Can you lift out the rows below unchanged, starting with the very first line and going on through the line with "<point>81,278</point>"?
##### MATERIAL SUPPLIED
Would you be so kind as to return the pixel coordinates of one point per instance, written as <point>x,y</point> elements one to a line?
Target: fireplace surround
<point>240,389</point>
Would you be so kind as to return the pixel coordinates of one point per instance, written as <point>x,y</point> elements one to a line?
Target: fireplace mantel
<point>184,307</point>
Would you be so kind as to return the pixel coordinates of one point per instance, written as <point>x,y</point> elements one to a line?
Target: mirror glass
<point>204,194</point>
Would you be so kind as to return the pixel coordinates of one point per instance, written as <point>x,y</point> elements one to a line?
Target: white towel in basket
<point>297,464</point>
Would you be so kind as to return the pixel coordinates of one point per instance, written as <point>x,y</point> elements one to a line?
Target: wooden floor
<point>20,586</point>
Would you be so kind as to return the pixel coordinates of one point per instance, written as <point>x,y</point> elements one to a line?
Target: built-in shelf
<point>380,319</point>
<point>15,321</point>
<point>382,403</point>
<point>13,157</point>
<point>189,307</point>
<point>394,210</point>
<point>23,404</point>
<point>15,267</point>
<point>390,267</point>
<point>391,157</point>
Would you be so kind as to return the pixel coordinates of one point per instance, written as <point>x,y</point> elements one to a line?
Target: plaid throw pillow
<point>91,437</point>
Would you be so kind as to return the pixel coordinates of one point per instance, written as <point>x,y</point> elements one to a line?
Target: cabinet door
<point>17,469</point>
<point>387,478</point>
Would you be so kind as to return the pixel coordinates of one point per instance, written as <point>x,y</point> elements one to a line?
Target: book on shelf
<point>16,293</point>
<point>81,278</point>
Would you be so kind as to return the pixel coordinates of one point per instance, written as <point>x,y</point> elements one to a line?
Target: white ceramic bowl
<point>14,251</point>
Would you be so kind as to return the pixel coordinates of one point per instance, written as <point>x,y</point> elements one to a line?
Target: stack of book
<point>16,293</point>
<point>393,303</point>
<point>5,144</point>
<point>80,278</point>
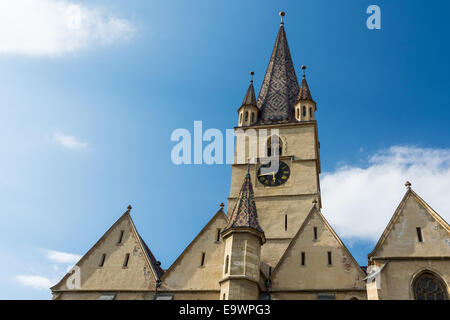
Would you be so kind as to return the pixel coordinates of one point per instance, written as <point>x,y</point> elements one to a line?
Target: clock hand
<point>266,174</point>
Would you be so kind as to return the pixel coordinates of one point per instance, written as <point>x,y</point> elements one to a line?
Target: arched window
<point>276,141</point>
<point>227,262</point>
<point>427,286</point>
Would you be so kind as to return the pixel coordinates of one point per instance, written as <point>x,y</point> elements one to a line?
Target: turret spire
<point>250,98</point>
<point>244,214</point>
<point>280,86</point>
<point>304,93</point>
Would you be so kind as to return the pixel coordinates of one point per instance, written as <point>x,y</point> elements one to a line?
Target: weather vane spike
<point>282,14</point>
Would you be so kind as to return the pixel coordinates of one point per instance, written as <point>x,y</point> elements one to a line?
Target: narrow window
<point>202,262</point>
<point>419,234</point>
<point>227,262</point>
<point>276,143</point>
<point>102,260</point>
<point>120,237</point>
<point>127,258</point>
<point>218,235</point>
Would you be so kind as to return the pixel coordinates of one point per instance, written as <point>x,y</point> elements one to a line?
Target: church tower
<point>243,238</point>
<point>283,110</point>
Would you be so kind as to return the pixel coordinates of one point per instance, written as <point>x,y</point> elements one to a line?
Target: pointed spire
<point>244,214</point>
<point>304,93</point>
<point>280,87</point>
<point>250,98</point>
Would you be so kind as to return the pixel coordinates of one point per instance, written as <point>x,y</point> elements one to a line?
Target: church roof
<point>396,215</point>
<point>304,93</point>
<point>250,98</point>
<point>280,88</point>
<point>244,214</point>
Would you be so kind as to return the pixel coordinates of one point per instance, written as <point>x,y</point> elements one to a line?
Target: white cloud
<point>36,282</point>
<point>69,142</point>
<point>59,262</point>
<point>62,257</point>
<point>359,202</point>
<point>53,27</point>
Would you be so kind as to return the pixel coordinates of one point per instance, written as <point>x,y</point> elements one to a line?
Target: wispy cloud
<point>62,257</point>
<point>359,201</point>
<point>69,142</point>
<point>53,268</point>
<point>55,27</point>
<point>36,282</point>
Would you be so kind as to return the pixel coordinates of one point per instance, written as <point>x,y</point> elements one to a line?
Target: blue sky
<point>87,119</point>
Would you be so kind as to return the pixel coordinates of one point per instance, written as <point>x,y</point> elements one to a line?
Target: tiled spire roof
<point>280,88</point>
<point>304,93</point>
<point>244,214</point>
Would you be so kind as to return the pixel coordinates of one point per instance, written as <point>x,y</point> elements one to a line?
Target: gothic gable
<point>415,230</point>
<point>316,259</point>
<point>120,260</point>
<point>187,272</point>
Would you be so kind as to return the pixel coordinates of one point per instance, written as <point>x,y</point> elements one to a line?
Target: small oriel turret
<point>243,237</point>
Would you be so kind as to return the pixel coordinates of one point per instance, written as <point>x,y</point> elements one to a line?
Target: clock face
<point>273,179</point>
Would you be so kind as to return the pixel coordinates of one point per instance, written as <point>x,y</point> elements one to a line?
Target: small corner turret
<point>248,112</point>
<point>305,107</point>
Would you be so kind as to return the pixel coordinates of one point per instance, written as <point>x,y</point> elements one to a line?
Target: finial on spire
<point>282,14</point>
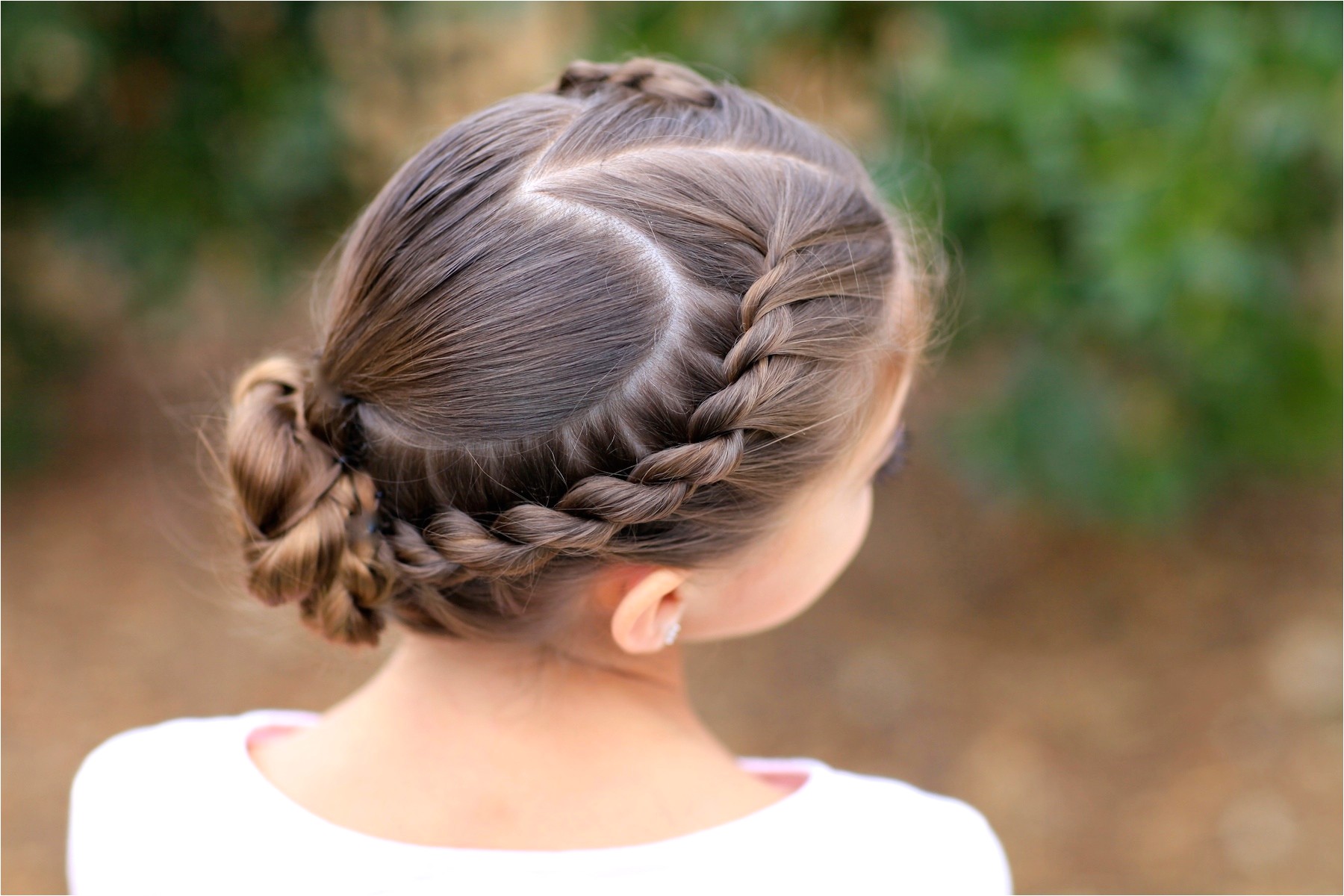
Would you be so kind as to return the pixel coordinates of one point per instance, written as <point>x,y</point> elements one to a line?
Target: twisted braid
<point>650,77</point>
<point>615,320</point>
<point>586,519</point>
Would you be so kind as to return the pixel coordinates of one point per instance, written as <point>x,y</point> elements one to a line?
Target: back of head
<point>624,319</point>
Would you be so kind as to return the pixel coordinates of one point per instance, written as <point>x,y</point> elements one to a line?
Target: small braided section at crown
<point>650,77</point>
<point>523,538</point>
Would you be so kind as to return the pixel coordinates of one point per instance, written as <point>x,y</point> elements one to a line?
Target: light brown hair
<point>624,319</point>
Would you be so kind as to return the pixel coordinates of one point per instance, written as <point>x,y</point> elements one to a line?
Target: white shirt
<point>181,808</point>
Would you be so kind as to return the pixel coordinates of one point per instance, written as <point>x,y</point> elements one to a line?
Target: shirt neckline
<point>752,825</point>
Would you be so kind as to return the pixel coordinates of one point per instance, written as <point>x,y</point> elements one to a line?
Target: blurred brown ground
<point>1132,716</point>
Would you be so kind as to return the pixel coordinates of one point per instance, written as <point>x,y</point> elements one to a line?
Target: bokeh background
<point>1102,603</point>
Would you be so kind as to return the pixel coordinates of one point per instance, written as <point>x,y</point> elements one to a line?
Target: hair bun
<point>651,77</point>
<point>304,514</point>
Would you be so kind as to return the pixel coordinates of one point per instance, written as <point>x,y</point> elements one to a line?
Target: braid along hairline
<point>594,509</point>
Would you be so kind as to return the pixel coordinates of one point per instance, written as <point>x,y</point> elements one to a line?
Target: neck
<point>438,700</point>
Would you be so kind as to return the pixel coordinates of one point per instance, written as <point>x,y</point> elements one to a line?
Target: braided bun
<point>584,329</point>
<point>305,517</point>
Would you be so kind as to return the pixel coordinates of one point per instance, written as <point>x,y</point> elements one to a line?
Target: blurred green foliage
<point>1142,202</point>
<point>1144,207</point>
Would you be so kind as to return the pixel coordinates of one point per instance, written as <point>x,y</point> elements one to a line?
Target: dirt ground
<point>1133,715</point>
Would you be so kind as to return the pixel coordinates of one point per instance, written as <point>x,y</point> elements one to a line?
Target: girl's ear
<point>650,608</point>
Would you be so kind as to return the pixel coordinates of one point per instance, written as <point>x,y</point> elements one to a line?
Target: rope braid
<point>319,531</point>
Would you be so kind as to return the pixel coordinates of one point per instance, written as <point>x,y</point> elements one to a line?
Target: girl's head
<point>638,321</point>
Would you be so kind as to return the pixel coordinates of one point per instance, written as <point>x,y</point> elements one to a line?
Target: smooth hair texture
<point>620,320</point>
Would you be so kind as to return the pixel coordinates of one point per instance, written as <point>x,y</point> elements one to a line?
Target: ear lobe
<point>647,612</point>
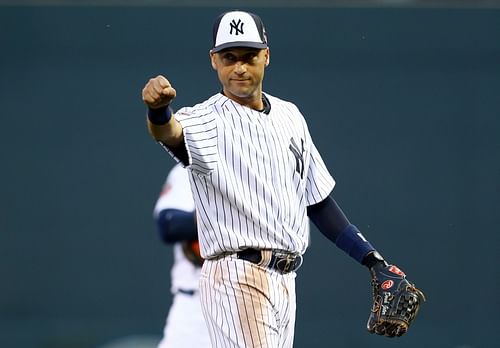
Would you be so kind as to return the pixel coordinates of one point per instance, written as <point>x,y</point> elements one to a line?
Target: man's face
<point>241,71</point>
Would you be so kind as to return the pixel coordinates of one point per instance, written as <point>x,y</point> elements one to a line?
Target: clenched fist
<point>158,92</point>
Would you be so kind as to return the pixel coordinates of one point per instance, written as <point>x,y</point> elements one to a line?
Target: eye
<point>250,56</point>
<point>228,57</point>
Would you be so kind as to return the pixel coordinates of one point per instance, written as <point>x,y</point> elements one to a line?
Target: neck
<point>253,102</point>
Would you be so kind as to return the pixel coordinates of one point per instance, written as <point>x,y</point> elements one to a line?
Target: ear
<point>212,59</point>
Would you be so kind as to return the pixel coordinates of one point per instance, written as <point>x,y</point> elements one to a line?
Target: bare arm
<point>157,95</point>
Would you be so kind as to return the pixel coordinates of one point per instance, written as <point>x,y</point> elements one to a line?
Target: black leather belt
<point>186,292</point>
<point>280,261</point>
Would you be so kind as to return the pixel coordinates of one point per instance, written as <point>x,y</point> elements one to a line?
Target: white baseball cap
<point>238,29</point>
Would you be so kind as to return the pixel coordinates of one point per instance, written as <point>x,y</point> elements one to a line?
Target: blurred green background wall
<point>403,103</point>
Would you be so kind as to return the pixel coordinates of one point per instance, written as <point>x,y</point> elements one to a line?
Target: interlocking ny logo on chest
##########
FULL ANSWER:
Would you be so kind as to return the pixel coordinates of one point per instance, written as <point>x,y</point> elements one to a line?
Target: fireplace surround
<point>240,389</point>
Would you be so kind as to return the pixel coordinates of one point per instance, written as <point>x,y</point> elements one to a line?
Target: fireplace mantel
<point>184,307</point>
Would you be so kind as to return the pixel coordinates of one point per instance, written as <point>x,y</point> elements one to a line?
Target: mirror glass
<point>204,194</point>
Would you be so kind as to return the pixel coordinates of one point per instance, written as <point>x,y</point> elements one to a line?
Target: white towel in basket
<point>297,464</point>
Would you be so kind as to return the pixel coordinates of one point per instance, written as <point>x,y</point> elements one to a line?
Target: wooden floor
<point>20,586</point>
Would you be so kind as to return the pixel coordinates of one point per instance, written as <point>x,y</point> elements one to a line?
Target: built-in shelf
<point>380,319</point>
<point>15,321</point>
<point>382,403</point>
<point>13,157</point>
<point>189,307</point>
<point>394,210</point>
<point>23,404</point>
<point>15,267</point>
<point>390,267</point>
<point>391,157</point>
Would you be so kind as to return the pixel coordinates of one point per instance, written as <point>x,y</point> elements one to a line?
Target: plaid throw pillow
<point>91,437</point>
Would you be so kind as to return the pixel coordinates of one point per instance, written as <point>x,y</point> elements one to a line?
Target: cabinet door
<point>17,469</point>
<point>387,478</point>
Would you be so kind as to return the pixel coordinates of one point per instance, written as <point>x,y</point> elements one to a line?
Target: book on shelf
<point>16,293</point>
<point>81,278</point>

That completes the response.